**Your task:**
Which lines hold the string "yellow"? Copy each of them from the material below.

**Available records:**
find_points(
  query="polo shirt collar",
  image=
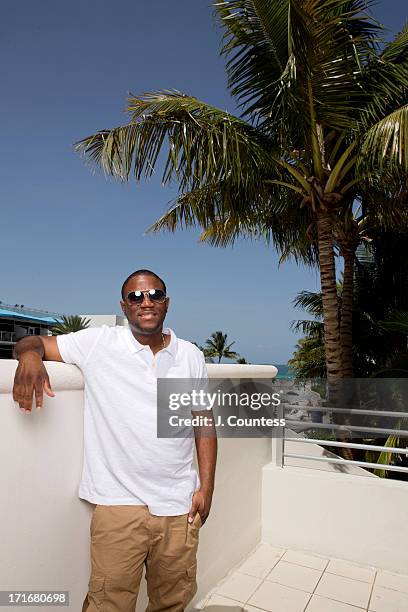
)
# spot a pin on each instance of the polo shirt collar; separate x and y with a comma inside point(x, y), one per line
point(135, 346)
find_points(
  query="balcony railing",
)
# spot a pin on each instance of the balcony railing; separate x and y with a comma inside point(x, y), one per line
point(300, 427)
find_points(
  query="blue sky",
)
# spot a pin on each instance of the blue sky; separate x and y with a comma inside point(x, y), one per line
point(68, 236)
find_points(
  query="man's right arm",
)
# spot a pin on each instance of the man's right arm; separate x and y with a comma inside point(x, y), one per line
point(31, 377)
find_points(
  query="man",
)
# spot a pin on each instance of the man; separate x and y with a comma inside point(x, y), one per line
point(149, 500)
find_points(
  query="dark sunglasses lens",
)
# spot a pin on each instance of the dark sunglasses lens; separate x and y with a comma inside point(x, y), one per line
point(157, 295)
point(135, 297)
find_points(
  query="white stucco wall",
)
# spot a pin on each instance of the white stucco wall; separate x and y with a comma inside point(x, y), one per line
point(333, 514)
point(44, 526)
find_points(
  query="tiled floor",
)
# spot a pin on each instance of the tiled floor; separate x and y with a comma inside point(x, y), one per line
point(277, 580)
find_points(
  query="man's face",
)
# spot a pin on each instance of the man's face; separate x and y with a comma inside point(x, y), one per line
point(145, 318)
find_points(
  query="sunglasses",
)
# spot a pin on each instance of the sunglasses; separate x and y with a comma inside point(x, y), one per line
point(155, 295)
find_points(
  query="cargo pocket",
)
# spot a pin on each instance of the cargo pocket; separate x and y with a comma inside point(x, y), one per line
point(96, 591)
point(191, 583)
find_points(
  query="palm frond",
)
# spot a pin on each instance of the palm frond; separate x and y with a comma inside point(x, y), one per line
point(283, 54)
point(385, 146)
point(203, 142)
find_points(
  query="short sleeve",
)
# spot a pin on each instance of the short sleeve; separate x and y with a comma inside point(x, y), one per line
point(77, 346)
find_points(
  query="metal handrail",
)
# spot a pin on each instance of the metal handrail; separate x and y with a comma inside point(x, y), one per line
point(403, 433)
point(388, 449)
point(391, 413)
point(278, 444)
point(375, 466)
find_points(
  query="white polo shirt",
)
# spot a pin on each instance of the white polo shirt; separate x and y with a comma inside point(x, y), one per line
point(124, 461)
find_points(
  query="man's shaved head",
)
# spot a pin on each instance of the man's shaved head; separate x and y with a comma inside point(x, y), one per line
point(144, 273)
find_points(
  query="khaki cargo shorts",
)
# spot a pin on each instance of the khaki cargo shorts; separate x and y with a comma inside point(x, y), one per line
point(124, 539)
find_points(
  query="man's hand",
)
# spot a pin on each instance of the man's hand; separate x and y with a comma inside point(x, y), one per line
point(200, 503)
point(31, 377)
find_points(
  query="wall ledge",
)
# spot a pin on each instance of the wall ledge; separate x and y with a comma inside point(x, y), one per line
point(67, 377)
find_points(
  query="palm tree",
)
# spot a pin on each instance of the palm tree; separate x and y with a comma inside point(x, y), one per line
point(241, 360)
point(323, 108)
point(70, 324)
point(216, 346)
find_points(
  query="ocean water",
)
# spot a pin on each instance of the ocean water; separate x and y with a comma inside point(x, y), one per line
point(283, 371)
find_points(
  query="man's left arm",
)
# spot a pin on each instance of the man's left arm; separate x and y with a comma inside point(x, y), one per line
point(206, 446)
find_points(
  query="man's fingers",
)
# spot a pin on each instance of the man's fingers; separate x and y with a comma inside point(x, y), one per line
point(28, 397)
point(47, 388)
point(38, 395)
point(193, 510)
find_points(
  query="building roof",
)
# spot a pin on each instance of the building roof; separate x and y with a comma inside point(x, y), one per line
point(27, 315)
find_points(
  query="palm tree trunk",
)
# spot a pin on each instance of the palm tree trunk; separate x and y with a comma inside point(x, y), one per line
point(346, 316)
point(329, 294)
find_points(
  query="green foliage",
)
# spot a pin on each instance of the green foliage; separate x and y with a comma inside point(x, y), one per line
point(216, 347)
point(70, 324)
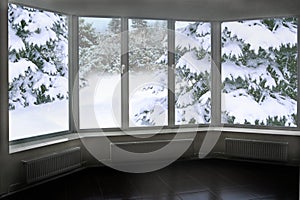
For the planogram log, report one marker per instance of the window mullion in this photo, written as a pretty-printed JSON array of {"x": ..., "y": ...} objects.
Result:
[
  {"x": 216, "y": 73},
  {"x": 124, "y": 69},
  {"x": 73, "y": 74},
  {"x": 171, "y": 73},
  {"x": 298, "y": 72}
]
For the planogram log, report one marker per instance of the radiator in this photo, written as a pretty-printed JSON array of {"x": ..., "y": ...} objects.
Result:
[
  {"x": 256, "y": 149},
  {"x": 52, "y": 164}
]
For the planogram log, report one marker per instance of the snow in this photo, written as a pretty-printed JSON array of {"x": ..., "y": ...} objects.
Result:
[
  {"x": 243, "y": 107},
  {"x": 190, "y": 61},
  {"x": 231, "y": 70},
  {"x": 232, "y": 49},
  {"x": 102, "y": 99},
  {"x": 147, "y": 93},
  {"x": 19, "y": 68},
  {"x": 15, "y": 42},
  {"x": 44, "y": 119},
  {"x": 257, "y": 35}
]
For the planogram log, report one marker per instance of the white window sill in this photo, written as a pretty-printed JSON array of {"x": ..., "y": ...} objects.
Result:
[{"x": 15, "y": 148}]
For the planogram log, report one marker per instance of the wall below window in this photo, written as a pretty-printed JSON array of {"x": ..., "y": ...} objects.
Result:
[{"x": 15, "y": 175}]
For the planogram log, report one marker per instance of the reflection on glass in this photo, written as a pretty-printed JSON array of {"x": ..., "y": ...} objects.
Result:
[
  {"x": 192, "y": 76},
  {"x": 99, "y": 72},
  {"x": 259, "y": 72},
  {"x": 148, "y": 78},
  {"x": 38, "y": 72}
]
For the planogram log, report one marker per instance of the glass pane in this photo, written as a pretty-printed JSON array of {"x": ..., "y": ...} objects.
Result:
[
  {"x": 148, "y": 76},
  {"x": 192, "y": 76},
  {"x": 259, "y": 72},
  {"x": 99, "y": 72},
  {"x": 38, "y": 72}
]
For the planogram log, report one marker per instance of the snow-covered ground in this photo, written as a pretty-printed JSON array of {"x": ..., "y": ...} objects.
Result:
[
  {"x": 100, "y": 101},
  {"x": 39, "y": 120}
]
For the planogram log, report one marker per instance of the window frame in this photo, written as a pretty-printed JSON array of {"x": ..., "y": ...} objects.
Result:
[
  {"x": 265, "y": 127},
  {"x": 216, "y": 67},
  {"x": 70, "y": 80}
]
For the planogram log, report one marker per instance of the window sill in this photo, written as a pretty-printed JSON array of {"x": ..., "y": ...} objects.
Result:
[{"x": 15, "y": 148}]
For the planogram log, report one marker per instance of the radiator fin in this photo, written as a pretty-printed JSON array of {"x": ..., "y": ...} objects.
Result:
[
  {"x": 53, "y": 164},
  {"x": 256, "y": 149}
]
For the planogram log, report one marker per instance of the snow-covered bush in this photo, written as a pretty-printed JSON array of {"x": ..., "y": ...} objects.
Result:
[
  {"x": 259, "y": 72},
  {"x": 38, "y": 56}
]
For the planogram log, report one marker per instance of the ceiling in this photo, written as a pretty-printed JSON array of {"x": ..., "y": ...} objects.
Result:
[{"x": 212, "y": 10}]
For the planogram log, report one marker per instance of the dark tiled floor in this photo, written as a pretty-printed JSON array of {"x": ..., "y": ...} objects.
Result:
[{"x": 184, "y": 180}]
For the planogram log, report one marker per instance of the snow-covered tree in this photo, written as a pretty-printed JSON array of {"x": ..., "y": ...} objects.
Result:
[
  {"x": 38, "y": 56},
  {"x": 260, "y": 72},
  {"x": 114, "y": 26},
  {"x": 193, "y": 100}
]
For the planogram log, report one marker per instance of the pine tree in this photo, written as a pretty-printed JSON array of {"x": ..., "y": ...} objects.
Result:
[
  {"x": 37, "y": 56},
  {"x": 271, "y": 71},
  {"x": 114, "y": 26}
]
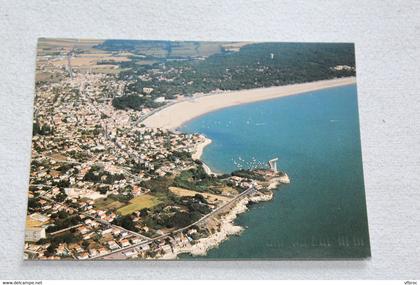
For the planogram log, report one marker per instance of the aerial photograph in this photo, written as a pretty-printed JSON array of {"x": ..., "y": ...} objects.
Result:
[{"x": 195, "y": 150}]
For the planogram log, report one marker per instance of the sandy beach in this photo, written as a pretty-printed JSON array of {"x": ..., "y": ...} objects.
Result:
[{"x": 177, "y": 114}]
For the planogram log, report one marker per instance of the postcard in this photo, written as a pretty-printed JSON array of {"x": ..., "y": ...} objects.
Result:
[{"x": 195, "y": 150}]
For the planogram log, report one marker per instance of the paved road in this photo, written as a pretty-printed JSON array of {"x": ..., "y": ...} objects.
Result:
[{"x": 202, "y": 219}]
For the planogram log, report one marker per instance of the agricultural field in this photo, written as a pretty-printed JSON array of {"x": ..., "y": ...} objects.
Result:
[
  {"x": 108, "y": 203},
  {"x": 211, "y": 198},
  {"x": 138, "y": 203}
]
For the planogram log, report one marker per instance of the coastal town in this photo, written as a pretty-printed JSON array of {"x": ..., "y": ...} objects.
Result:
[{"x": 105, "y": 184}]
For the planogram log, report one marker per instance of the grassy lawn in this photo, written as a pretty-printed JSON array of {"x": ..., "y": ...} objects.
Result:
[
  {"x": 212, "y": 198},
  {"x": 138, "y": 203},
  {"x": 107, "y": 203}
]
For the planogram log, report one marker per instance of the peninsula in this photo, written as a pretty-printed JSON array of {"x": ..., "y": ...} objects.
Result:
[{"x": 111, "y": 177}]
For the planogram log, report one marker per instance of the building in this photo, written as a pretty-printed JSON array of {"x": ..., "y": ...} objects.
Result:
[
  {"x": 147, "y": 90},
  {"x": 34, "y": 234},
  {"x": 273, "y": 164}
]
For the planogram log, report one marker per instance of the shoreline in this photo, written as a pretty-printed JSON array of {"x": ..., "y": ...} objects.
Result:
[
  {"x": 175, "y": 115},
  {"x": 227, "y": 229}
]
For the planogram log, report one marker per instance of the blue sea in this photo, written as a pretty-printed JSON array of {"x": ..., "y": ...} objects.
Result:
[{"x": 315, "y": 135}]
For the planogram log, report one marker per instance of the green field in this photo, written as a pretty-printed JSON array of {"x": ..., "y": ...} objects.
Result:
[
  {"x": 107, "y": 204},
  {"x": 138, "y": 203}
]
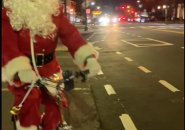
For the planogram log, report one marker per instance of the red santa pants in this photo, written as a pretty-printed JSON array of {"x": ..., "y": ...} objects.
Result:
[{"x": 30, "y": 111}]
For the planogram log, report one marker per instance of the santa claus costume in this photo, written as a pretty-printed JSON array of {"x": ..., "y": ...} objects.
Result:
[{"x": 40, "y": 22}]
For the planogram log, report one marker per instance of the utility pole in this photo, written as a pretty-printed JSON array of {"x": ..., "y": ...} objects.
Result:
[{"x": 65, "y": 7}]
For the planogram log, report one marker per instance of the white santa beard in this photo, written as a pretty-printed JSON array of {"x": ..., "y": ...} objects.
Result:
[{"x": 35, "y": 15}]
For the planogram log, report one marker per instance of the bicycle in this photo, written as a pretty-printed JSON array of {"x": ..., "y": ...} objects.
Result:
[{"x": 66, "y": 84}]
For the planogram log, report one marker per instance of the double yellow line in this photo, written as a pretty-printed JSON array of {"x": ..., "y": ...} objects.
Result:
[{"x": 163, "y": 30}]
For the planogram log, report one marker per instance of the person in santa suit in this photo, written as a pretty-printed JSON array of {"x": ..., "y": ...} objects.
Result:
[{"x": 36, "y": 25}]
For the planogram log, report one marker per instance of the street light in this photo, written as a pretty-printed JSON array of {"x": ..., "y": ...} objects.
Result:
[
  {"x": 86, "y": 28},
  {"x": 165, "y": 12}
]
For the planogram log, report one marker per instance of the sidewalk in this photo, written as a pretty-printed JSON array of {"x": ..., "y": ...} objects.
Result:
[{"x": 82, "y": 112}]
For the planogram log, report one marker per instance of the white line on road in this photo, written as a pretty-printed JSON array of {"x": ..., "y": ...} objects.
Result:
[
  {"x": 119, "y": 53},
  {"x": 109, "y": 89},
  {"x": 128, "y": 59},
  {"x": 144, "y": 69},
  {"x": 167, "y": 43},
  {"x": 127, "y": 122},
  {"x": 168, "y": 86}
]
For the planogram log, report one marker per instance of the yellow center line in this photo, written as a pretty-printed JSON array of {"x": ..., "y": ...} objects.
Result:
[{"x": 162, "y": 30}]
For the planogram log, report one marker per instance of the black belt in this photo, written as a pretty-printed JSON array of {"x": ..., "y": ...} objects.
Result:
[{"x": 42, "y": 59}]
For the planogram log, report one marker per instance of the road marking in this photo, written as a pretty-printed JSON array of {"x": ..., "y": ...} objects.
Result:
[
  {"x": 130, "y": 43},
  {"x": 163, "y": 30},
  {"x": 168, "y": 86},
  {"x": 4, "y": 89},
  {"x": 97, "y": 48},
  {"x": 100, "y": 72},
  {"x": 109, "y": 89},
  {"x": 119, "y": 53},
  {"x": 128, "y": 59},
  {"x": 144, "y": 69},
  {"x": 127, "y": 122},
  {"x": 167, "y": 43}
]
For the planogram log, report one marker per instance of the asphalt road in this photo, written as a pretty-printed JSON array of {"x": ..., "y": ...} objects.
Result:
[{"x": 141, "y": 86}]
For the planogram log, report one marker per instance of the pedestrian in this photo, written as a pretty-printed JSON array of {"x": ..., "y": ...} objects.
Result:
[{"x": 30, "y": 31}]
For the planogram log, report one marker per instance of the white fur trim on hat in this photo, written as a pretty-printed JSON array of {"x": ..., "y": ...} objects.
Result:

**Problem solution:**
For the planogram log, report one marker per instance of the double yellow line in this photo, written as a pretty-printed JSON array of {"x": ..., "y": ...} objects.
For the planogram log, report one marker per instance of the yellow center line in this photo, written as a pretty-printed JSON array of {"x": ..., "y": ...} objects.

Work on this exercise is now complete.